What to work on: Every entry that follows should be reproduced exactly.

───── Records to process

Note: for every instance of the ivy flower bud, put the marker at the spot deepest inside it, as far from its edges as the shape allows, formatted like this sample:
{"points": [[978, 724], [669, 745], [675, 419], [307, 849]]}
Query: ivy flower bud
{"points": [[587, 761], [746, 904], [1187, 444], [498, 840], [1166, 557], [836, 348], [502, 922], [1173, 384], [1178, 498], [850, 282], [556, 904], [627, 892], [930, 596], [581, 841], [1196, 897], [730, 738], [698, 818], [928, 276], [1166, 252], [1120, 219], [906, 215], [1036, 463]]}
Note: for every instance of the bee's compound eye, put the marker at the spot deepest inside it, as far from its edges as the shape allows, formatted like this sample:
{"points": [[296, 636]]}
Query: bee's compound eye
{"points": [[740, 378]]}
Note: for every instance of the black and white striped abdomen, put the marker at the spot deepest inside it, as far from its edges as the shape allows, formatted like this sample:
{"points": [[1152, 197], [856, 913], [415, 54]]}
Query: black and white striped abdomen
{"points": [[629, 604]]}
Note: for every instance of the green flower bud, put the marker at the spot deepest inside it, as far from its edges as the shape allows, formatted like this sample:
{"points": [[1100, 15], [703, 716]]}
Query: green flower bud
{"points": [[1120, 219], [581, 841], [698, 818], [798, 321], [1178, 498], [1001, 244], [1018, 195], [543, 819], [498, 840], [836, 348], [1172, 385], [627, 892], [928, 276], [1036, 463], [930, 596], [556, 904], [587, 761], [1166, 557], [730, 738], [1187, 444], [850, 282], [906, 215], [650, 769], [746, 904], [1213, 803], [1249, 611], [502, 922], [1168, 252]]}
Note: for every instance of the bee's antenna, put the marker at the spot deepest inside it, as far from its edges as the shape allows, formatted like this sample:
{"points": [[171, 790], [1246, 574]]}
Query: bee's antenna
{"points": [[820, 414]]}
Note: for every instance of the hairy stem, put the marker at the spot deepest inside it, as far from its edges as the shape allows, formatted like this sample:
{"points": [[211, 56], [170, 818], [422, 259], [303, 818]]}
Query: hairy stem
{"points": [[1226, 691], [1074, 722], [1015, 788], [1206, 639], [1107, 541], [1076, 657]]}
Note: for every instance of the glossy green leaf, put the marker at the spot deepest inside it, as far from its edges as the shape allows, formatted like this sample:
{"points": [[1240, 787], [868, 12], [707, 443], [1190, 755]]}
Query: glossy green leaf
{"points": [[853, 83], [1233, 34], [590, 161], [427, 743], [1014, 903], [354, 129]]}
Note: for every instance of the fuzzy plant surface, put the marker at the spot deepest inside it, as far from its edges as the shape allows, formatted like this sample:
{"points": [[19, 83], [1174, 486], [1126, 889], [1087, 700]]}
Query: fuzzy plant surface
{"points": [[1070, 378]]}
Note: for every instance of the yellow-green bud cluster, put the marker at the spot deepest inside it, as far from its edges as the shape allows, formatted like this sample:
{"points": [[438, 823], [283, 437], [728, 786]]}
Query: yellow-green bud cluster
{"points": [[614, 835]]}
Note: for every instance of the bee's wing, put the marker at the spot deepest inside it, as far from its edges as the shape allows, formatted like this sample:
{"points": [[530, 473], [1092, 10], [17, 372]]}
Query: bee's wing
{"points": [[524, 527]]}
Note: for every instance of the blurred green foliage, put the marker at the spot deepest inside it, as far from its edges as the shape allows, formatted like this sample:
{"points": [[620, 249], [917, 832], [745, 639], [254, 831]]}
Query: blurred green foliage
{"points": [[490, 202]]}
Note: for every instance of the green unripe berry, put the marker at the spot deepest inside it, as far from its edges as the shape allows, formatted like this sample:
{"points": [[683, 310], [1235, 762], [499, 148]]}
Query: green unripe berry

──────────

Reply:
Note: for every instance of the ivy flower bud, put the marker at the spot deepest inside it, as far from its edges as the shape allows, formatted like this sample:
{"points": [[978, 724], [669, 745], [675, 419], [307, 849]]}
Query: ivy flower bud
{"points": [[587, 761], [746, 904], [1187, 444], [498, 840], [1166, 557], [836, 348], [502, 922], [1173, 384], [1178, 498], [850, 282], [556, 904], [627, 892], [930, 596], [581, 841], [1196, 897], [730, 738], [698, 818], [928, 276], [1166, 252], [1120, 219], [906, 215], [1036, 463]]}
Note: for every instance of the bee's compound eye, put the marker at the spot deepest inside it, as far from its edges as the shape allows, formatted like this sample:
{"points": [[296, 636]]}
Query: bee's compound eye
{"points": [[740, 378]]}
Note: for every instance of the black and white striped abdomen, put the marker at the spot deepest inside it, as far from its edges as the shape allows, formatted like this sample:
{"points": [[1152, 197], [856, 913], [415, 54]]}
Query: black and white striped abdomen
{"points": [[629, 604]]}
Note: for every instance of the green flower bud, put the marker at the spot deepest inside it, as far from its edges as the shape allows, formatted like this sample:
{"points": [[1100, 15], [703, 716]]}
Query: green flower bud
{"points": [[1120, 219], [581, 841], [698, 818], [798, 321], [1178, 498], [1001, 244], [1018, 195], [543, 819], [498, 840], [836, 348], [1172, 385], [627, 892], [928, 276], [1036, 463], [930, 596], [556, 904], [587, 761], [1166, 557], [730, 738], [1187, 444], [850, 282], [906, 215], [650, 769], [746, 904], [1213, 803], [1249, 611], [502, 922], [1168, 252]]}
Note: for every instance of the bee's antenna, put the marker at the spot deepest inside it, as far from its edges as the shape allows, formatted like this sample:
{"points": [[171, 790], [1246, 574]]}
Query: bee's antenna
{"points": [[820, 414]]}
Note: for every instance of the hairy stem, put the marker at the spot deepest inside it, as far from its edges as the shape allows, formatted like this sample:
{"points": [[211, 56], [170, 818], [422, 259], [303, 818]]}
Query: hairy stem
{"points": [[1226, 691], [1074, 722], [1015, 788], [1206, 639], [1107, 541], [1076, 657]]}
Note: for every instance of the glossy green leaf, put the marker at the spot deepest inside it, as far from its edges as the shape allows, formatted like this sample:
{"points": [[1240, 787], [868, 12], [707, 443], [1190, 755]]}
Query: glossy green leaf
{"points": [[853, 83], [1233, 34], [590, 161], [427, 743], [1014, 903], [354, 129]]}
Note: for every instance of the fuzzy plant surface, put the marker at the spot deepest inside it, as far from its edges as the shape allows, formatted like this sample:
{"points": [[19, 83], [1174, 486], [1126, 889], [1087, 700]]}
Query: fuzzy plant surface
{"points": [[1070, 378]]}
Note: for every instance of the yellow-green bud cluster, put the marker at the spot deepest inside it, as far from its edges as the shape allows, formatted like this sample:
{"points": [[438, 823], [283, 437], [728, 786]]}
Query: yellow-green bud cluster
{"points": [[614, 835]]}
Note: for every instance of the bee's wing, put the marker at the spot deepest inside it, as far from its edges as the shape allows, formatted like this sample:
{"points": [[530, 473], [1092, 10], [17, 372]]}
Query: bee's wing
{"points": [[524, 527]]}
Note: for every instance of the blurred green foliage, put the marker at the spot deepest inside it, as far from its edges as the shape allows, formatted like this sample:
{"points": [[620, 249], [917, 832], [745, 639], [254, 831]]}
Query: blurred green foliage
{"points": [[490, 202]]}
Note: for every instance of the green unripe berry, put the marker at the spot deepest inside it, as far from its edges as the shape allows, formatted like this sample:
{"points": [[683, 310], [1235, 762], [499, 148]]}
Query: green unripe berry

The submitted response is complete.